→ **INSTRUCTIONS FOR THE TASK**
Whenever a picture appears in the data, skip it and write out all other material exactly.

→ **ENTRIES SHOWN**
________________________

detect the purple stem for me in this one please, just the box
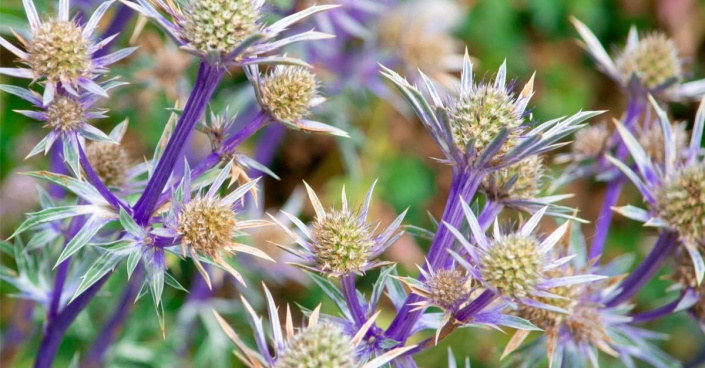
[455,290,497,322]
[94,4,133,58]
[35,272,112,368]
[47,216,84,325]
[250,123,286,175]
[133,62,225,225]
[80,269,143,368]
[78,142,127,211]
[384,169,485,343]
[606,231,678,307]
[152,112,269,210]
[589,96,646,261]
[630,289,691,324]
[48,142,67,198]
[341,274,366,326]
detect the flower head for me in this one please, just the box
[610,96,705,284]
[123,0,336,64]
[214,284,412,368]
[0,0,136,104]
[571,18,705,100]
[247,64,348,137]
[84,141,130,187]
[162,161,271,288]
[381,53,601,169]
[399,263,472,313]
[271,181,406,277]
[570,122,611,160]
[481,155,545,201]
[637,120,688,164]
[448,203,605,310]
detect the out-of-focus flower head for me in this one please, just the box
[610,96,705,285]
[214,284,413,368]
[160,161,272,288]
[381,53,601,170]
[246,64,348,137]
[571,18,705,100]
[670,249,705,333]
[1,81,125,178]
[636,119,689,164]
[134,32,193,101]
[504,225,683,368]
[270,181,406,277]
[122,0,337,65]
[447,204,605,311]
[0,0,136,104]
[376,0,463,86]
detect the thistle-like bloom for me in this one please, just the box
[270,182,406,277]
[609,96,705,284]
[0,0,136,104]
[571,18,705,100]
[381,53,601,169]
[214,285,413,368]
[161,161,272,288]
[1,81,124,177]
[447,203,605,311]
[122,0,337,65]
[246,64,348,136]
[636,119,688,164]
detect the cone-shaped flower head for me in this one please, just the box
[515,267,579,330]
[571,18,705,100]
[447,203,605,310]
[163,161,271,288]
[0,0,136,104]
[275,322,355,368]
[610,96,705,284]
[399,263,472,312]
[215,285,414,368]
[570,122,611,160]
[637,120,688,163]
[247,64,348,137]
[85,141,130,187]
[481,155,545,201]
[123,0,337,64]
[381,52,601,169]
[271,181,406,277]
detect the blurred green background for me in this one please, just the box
[1,0,705,367]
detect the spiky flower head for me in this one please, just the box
[0,0,136,104]
[84,141,129,187]
[271,182,406,277]
[516,268,579,330]
[448,203,605,309]
[610,96,705,284]
[615,33,681,91]
[45,94,85,132]
[637,120,688,163]
[217,285,412,368]
[654,166,705,243]
[177,0,259,55]
[399,264,472,312]
[247,64,348,137]
[482,155,545,200]
[571,18,705,100]
[259,66,319,123]
[570,122,611,159]
[124,0,337,63]
[275,323,355,368]
[381,55,600,169]
[163,161,270,288]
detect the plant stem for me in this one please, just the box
[133,62,225,225]
[589,95,645,261]
[630,289,692,324]
[80,269,143,368]
[78,142,127,211]
[341,273,366,326]
[35,272,112,368]
[606,231,678,307]
[384,168,485,343]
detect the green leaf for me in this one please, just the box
[71,251,122,302]
[55,216,113,267]
[307,272,351,318]
[9,205,96,239]
[119,208,144,238]
[164,272,188,292]
[63,138,82,179]
[126,250,141,280]
[95,238,138,253]
[25,171,105,204]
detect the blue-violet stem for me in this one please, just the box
[630,289,694,324]
[78,142,127,211]
[133,62,225,225]
[606,231,679,307]
[384,168,485,343]
[80,269,143,368]
[341,273,366,326]
[34,272,112,368]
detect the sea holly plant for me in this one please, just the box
[2,1,705,367]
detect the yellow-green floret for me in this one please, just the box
[310,209,374,275]
[275,323,355,368]
[482,234,544,299]
[26,20,91,82]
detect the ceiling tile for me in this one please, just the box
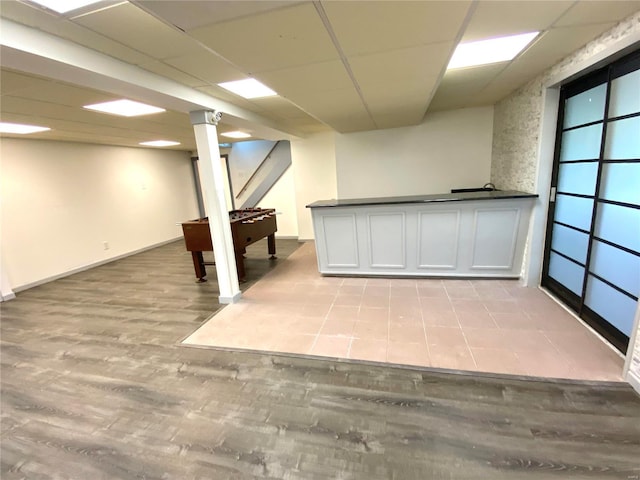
[428,90,496,112]
[349,42,453,87]
[249,97,326,130]
[0,1,151,65]
[1,95,135,126]
[322,1,471,56]
[189,3,339,72]
[431,64,505,101]
[371,108,427,130]
[329,116,378,132]
[429,17,621,112]
[163,50,247,85]
[358,84,433,113]
[289,122,332,135]
[2,80,111,107]
[137,1,300,31]
[256,60,353,96]
[476,23,617,102]
[518,23,619,75]
[2,0,637,142]
[462,1,574,42]
[73,3,198,60]
[286,87,365,117]
[1,69,52,95]
[368,99,429,118]
[249,96,316,120]
[287,87,376,130]
[555,1,640,27]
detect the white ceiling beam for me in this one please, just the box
[0,18,303,142]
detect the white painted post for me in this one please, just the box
[189,110,241,304]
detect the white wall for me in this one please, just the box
[336,107,494,199]
[625,303,640,393]
[257,166,299,238]
[291,132,337,240]
[1,138,199,290]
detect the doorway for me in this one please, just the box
[542,49,640,352]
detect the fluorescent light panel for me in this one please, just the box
[84,99,165,117]
[28,0,104,14]
[0,122,50,134]
[448,32,539,69]
[140,140,180,147]
[218,78,277,99]
[221,131,251,139]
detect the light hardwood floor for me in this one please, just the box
[1,240,639,480]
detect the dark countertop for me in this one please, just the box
[306,190,538,208]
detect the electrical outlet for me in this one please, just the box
[103,241,109,250]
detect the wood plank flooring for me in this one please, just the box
[2,240,639,480]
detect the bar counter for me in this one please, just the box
[306,190,538,278]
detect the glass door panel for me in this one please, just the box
[584,276,638,336]
[604,116,640,159]
[559,124,603,161]
[600,163,640,205]
[609,69,640,118]
[554,195,594,231]
[557,162,598,196]
[564,83,607,128]
[550,223,589,264]
[589,240,640,297]
[593,203,640,253]
[548,253,585,296]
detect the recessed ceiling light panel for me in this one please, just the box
[84,99,165,117]
[218,79,277,99]
[140,140,181,147]
[448,32,539,70]
[27,0,104,14]
[0,122,51,134]
[221,131,252,139]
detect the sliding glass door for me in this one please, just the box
[543,49,640,352]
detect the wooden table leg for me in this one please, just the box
[268,233,277,259]
[191,251,207,282]
[235,251,246,282]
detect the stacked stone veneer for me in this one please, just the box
[490,11,640,387]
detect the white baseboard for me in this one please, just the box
[219,291,242,304]
[12,236,182,294]
[0,291,16,302]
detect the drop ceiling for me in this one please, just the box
[1,0,639,151]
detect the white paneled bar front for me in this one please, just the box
[307,191,537,278]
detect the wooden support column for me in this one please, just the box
[189,110,241,304]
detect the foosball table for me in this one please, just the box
[181,208,277,282]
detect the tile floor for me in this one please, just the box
[183,242,625,381]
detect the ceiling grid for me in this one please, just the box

________________________

→ **SOLUTION TO THIS TASK**
detect the purple stem for me in this one please, just the box
[455,290,497,322]
[94,4,133,58]
[35,272,112,368]
[47,216,84,325]
[250,123,286,175]
[133,62,225,225]
[80,269,143,368]
[78,142,127,211]
[384,169,485,343]
[606,231,678,307]
[152,112,269,210]
[589,96,646,261]
[630,289,691,324]
[48,142,67,198]
[341,274,366,326]
detect the flower head for me in this one please, just the box
[610,96,705,284]
[123,0,336,64]
[214,284,412,368]
[0,0,136,104]
[571,18,705,100]
[247,64,348,137]
[84,141,130,187]
[162,161,271,288]
[381,53,601,169]
[399,263,472,313]
[271,181,406,277]
[570,122,611,160]
[481,155,545,201]
[637,120,688,164]
[448,203,605,310]
detect the out-of-focus flower head for me in this one please, just the box
[610,96,705,285]
[214,284,413,368]
[160,161,272,288]
[381,53,601,170]
[246,64,348,137]
[571,18,705,100]
[670,249,705,333]
[1,81,125,178]
[636,119,689,164]
[134,32,193,101]
[504,225,683,368]
[270,181,406,277]
[122,0,337,65]
[447,204,605,311]
[0,0,136,104]
[376,0,463,86]
detect the thistle-like bloom for me in this one please, just the box
[270,182,406,277]
[609,96,705,284]
[0,0,136,104]
[571,18,705,100]
[381,53,601,169]
[214,285,413,368]
[161,161,272,288]
[1,81,124,177]
[447,203,605,311]
[122,0,337,65]
[246,64,348,136]
[636,119,688,164]
detect the cone-shaped flower head for me in this one please, just the box
[515,267,579,330]
[571,18,705,100]
[447,203,605,310]
[163,161,271,288]
[0,0,136,104]
[275,322,355,368]
[610,96,705,284]
[399,263,472,312]
[215,285,414,368]
[570,122,611,160]
[637,120,688,163]
[247,64,348,137]
[85,141,130,187]
[481,155,545,201]
[123,0,337,64]
[381,52,601,169]
[271,181,406,277]
detect the blurred green background for me in this one please, just the box
[1,0,705,367]
detect the spiky flower head for me in this one please, just the box
[0,0,136,104]
[84,141,129,187]
[271,182,406,277]
[516,268,579,330]
[448,203,605,309]
[610,96,705,284]
[615,33,681,91]
[45,94,85,132]
[637,120,688,163]
[217,285,412,368]
[654,166,705,243]
[177,0,259,55]
[399,264,472,312]
[247,64,348,137]
[482,155,545,200]
[571,18,705,100]
[259,66,319,123]
[570,122,611,159]
[124,0,337,63]
[275,323,355,368]
[381,55,600,169]
[163,161,270,288]
detect the plant stem for me in this one please, just the box
[133,62,225,225]
[589,95,645,261]
[630,289,692,324]
[80,269,143,368]
[78,142,127,211]
[341,273,366,326]
[35,272,112,368]
[606,231,678,307]
[384,168,485,343]
detect the green leaf for me in this one please, just the box
[71,251,122,302]
[55,216,113,267]
[307,272,351,318]
[9,205,96,239]
[119,208,144,238]
[164,272,188,292]
[63,138,82,179]
[126,250,141,280]
[95,238,138,253]
[25,171,105,204]
detect the blue-violet stem for me in this one please, just the box
[630,289,694,324]
[78,142,127,211]
[133,62,225,225]
[606,231,679,307]
[384,168,485,343]
[80,269,143,368]
[341,273,366,326]
[34,272,112,368]
detect the sea holly plant for me in this one please, just the box
[2,1,705,367]
detect the yellow-green floret for me in this one please, just the box
[310,209,374,275]
[275,323,355,368]
[482,234,544,299]
[26,20,91,82]
detect the ceiling tile for me in this one please, just the box
[428,90,496,112]
[349,42,453,87]
[249,97,326,130]
[0,1,151,65]
[1,95,135,126]
[322,1,471,56]
[189,3,339,72]
[431,64,505,101]
[371,108,427,130]
[329,116,378,132]
[429,17,621,112]
[163,50,247,85]
[358,84,433,113]
[289,122,332,135]
[2,80,111,107]
[137,1,300,31]
[256,60,353,96]
[476,23,617,102]
[518,23,619,75]
[2,0,637,142]
[462,1,574,42]
[73,3,198,60]
[286,87,365,117]
[1,69,52,95]
[368,99,429,118]
[249,96,316,120]
[287,87,376,130]
[555,1,640,27]
detect the white ceiling beam for me in this one please, just the box
[0,18,303,142]
detect the white painted post for me in this one please, just the box
[189,110,241,304]
detect the white wall for me in this one please, just the box
[336,107,494,199]
[625,303,640,393]
[257,166,299,238]
[291,132,337,240]
[1,138,199,290]
detect the doorway for me in this one please, just the box
[542,49,640,352]
detect the fluorescent light panel for me in this one please, just the box
[84,99,165,117]
[28,0,104,14]
[0,122,50,134]
[448,32,539,69]
[140,140,180,147]
[218,78,277,99]
[221,131,251,139]
detect the light hardwood floor for me in this one please, just the box
[1,240,639,480]
detect the dark countertop for me in this one please, just the box
[306,190,538,208]
detect the electrical outlet for me in this one please, just the box
[103,241,109,250]
detect the wood plank flooring for me in this one please, just the box
[2,240,639,480]
detect the bar counter for me in this one please, just the box
[306,190,538,278]
detect the glass door panel for me in this one please, just the box
[584,276,638,336]
[604,116,640,159]
[559,124,603,161]
[600,163,640,205]
[609,69,640,118]
[554,195,594,231]
[557,162,598,196]
[564,83,607,128]
[550,223,589,264]
[589,240,640,297]
[593,203,640,253]
[548,253,585,296]
detect the recessed ceiling light panel for me in this one please, just the box
[84,99,165,117]
[218,79,277,99]
[140,140,181,147]
[448,32,539,70]
[27,0,104,14]
[0,122,51,134]
[221,131,252,139]
detect the sliding glass door for me in this one please, just the box
[543,49,640,352]
detect the wooden table leg for me in this one please, just the box
[268,233,277,259]
[191,251,207,282]
[235,251,246,282]
detect the stacked stone veneer for me in this one please, just the box
[490,11,640,387]
detect the white baseboard for me in this one please, just the box
[219,291,242,304]
[12,236,182,294]
[0,291,16,302]
detect the drop ceiling for me in this one please, just the box
[1,0,639,151]
detect the white paneled bar front for me in this one please, just the box
[307,191,537,278]
detect the wooden support column for me in this one please, just the box
[189,110,241,304]
detect the foosball table for me in this one please, just the box
[181,208,277,282]
detect the tile floor for me in this one please, just the box
[183,242,625,381]
detect the ceiling grid for me in this one please, just the box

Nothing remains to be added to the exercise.